Exercise aim
Write out, word for word, every line from the one containing "Identify each instance of the bicycle disc" through the last line of the records below, both ends included.

#### Data for this exercise ####

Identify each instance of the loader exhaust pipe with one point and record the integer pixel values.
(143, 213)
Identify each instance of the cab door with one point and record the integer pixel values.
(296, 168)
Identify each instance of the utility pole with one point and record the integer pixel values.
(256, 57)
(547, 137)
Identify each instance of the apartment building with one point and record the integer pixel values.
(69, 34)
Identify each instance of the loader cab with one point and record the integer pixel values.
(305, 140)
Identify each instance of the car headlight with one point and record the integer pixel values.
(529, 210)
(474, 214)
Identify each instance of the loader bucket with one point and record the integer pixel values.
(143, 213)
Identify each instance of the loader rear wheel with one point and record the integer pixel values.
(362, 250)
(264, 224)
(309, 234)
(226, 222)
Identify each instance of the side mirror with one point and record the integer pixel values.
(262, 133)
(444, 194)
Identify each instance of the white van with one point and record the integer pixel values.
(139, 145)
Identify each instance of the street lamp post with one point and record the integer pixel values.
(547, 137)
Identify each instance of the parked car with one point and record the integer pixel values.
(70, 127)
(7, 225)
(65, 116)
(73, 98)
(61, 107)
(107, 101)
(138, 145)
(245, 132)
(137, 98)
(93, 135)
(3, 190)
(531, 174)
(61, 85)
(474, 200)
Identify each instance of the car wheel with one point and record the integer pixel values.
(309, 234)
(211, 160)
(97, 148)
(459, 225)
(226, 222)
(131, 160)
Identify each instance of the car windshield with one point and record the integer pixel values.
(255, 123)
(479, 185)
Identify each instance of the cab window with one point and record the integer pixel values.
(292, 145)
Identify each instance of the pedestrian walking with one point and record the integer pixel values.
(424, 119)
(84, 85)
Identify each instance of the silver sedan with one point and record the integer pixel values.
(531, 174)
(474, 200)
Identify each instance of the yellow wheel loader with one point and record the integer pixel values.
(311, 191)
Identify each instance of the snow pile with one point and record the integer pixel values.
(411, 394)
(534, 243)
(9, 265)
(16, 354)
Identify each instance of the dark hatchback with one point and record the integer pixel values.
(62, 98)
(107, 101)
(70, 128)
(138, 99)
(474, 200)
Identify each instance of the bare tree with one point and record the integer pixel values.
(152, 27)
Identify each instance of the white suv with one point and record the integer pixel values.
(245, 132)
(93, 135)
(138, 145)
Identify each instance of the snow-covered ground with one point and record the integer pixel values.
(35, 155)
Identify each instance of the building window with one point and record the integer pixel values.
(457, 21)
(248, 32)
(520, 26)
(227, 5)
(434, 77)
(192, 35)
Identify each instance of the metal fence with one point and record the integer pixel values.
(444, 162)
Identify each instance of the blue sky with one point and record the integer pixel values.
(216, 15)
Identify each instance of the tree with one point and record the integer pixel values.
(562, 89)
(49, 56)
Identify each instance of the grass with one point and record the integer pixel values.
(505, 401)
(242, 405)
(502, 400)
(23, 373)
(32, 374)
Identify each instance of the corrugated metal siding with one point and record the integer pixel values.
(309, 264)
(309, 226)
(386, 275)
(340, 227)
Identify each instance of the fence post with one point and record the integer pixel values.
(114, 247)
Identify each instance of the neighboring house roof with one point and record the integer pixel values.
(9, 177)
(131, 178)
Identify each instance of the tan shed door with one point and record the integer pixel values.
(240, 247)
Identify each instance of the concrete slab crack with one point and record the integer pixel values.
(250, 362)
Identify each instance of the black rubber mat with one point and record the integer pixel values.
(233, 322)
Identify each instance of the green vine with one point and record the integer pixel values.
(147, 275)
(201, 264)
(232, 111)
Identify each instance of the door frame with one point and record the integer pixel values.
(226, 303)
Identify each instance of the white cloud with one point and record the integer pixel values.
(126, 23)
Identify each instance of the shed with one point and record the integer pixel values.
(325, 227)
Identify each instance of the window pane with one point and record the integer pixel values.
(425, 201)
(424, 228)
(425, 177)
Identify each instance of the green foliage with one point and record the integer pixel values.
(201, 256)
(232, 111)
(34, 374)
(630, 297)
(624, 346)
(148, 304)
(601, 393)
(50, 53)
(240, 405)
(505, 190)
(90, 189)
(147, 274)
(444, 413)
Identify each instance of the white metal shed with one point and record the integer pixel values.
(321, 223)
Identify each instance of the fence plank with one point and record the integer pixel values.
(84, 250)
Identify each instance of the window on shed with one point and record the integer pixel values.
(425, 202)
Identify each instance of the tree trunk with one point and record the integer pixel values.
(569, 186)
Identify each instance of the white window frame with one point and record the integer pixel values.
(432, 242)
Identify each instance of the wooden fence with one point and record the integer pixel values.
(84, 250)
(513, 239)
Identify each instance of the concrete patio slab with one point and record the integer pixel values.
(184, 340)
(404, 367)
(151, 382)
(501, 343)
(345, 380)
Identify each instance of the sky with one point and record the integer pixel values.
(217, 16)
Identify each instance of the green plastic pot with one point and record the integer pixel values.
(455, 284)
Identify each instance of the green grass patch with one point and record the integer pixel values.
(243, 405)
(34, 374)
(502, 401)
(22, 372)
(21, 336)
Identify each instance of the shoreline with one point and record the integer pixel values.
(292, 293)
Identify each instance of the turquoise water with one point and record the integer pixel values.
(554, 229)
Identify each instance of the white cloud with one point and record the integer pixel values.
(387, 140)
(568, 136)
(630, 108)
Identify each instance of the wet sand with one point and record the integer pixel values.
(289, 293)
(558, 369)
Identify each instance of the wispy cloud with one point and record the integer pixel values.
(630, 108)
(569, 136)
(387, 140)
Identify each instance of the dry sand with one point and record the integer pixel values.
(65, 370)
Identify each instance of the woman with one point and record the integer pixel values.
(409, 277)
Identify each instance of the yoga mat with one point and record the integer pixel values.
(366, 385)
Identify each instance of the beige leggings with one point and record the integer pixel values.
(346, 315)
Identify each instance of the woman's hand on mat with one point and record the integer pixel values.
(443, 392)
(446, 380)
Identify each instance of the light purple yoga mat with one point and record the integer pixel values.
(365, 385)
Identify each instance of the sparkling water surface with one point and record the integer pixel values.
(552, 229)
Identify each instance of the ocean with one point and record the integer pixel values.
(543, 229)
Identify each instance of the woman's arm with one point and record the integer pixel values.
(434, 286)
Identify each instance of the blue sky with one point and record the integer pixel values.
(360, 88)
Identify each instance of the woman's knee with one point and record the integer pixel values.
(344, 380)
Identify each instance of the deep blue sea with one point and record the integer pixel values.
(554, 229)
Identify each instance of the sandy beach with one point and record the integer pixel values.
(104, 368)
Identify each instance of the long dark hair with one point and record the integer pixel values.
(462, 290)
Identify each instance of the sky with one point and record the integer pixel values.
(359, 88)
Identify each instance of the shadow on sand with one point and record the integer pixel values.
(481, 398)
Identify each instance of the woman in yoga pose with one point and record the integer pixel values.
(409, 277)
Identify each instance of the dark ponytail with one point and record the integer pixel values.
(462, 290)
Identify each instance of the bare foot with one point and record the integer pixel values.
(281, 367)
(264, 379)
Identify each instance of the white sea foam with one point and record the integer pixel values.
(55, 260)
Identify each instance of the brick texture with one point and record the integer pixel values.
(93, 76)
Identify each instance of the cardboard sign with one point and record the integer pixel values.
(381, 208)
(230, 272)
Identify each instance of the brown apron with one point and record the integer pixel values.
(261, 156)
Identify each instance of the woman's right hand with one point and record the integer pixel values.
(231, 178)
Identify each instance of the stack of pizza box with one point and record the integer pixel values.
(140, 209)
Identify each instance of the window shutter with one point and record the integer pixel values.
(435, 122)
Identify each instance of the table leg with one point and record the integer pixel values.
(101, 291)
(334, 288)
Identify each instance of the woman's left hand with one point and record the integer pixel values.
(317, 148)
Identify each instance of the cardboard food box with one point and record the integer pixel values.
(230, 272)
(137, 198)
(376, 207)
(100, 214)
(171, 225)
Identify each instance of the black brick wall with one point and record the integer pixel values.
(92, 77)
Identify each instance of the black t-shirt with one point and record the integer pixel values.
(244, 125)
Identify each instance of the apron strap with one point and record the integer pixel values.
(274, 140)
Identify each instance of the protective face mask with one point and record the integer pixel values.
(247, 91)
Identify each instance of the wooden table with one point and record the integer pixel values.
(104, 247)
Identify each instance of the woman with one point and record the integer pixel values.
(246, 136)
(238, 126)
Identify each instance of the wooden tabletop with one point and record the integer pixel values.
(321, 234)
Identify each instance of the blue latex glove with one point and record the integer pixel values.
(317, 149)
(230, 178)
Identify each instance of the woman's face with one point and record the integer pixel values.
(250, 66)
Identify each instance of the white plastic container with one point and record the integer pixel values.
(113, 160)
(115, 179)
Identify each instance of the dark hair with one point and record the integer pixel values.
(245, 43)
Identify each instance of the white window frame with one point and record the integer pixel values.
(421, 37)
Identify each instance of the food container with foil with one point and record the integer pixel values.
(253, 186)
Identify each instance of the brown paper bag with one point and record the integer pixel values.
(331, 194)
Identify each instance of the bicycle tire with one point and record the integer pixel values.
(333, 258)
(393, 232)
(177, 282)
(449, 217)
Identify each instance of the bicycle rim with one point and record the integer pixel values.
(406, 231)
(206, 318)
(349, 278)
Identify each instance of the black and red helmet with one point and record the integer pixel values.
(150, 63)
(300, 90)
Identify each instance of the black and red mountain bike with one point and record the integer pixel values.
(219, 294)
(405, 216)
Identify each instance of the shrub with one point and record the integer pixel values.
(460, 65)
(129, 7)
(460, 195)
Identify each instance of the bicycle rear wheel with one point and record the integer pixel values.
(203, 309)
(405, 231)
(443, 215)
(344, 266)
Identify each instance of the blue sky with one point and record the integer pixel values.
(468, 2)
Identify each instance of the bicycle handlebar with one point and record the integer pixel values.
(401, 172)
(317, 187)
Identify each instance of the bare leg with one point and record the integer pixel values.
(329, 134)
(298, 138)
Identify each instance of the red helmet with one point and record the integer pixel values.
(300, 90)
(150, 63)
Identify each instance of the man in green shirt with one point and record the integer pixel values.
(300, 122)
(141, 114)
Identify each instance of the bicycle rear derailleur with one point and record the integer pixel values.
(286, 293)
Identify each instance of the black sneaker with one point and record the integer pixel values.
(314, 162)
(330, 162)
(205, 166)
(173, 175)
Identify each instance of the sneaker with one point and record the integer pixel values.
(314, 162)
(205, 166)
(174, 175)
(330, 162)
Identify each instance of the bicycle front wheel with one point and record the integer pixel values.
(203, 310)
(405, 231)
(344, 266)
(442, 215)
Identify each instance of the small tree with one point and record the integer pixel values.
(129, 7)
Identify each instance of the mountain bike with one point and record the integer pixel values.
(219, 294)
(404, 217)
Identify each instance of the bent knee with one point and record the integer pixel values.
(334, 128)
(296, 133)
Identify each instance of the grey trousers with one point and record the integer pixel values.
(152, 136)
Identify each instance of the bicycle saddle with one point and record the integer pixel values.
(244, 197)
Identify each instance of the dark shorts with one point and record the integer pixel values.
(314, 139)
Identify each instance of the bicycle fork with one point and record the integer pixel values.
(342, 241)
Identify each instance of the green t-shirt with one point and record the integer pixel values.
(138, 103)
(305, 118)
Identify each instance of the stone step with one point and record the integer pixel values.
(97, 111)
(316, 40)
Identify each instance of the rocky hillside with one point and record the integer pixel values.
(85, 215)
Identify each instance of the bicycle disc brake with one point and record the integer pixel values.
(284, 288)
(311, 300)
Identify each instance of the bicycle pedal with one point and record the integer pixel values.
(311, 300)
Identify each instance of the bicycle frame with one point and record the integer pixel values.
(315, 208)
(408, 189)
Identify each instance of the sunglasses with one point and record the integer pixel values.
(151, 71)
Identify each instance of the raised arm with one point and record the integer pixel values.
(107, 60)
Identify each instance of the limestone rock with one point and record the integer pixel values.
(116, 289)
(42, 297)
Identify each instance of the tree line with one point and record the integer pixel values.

####

Solution for this exercise
Identify each instance of the bicycle disc brake with one point and record the integer pixel values.
(284, 288)
(311, 300)
Identify each instance of the bicycle pedal with one point and record the integer pixel values.
(311, 300)
Identify each instance of the bicycle frame with one point and record the integer pixel values.
(315, 208)
(408, 189)
Identify each instance of the sunglasses with one point and record the integer pixel values.
(151, 71)
Identify each instance of the raised arm with one point and record the integer pixel values.
(107, 60)
Identify each instance of the limestone rock with one point and record the integer pixel values.
(116, 289)
(42, 297)
Identify each instance of the tree line with one point and record the integer pixel values.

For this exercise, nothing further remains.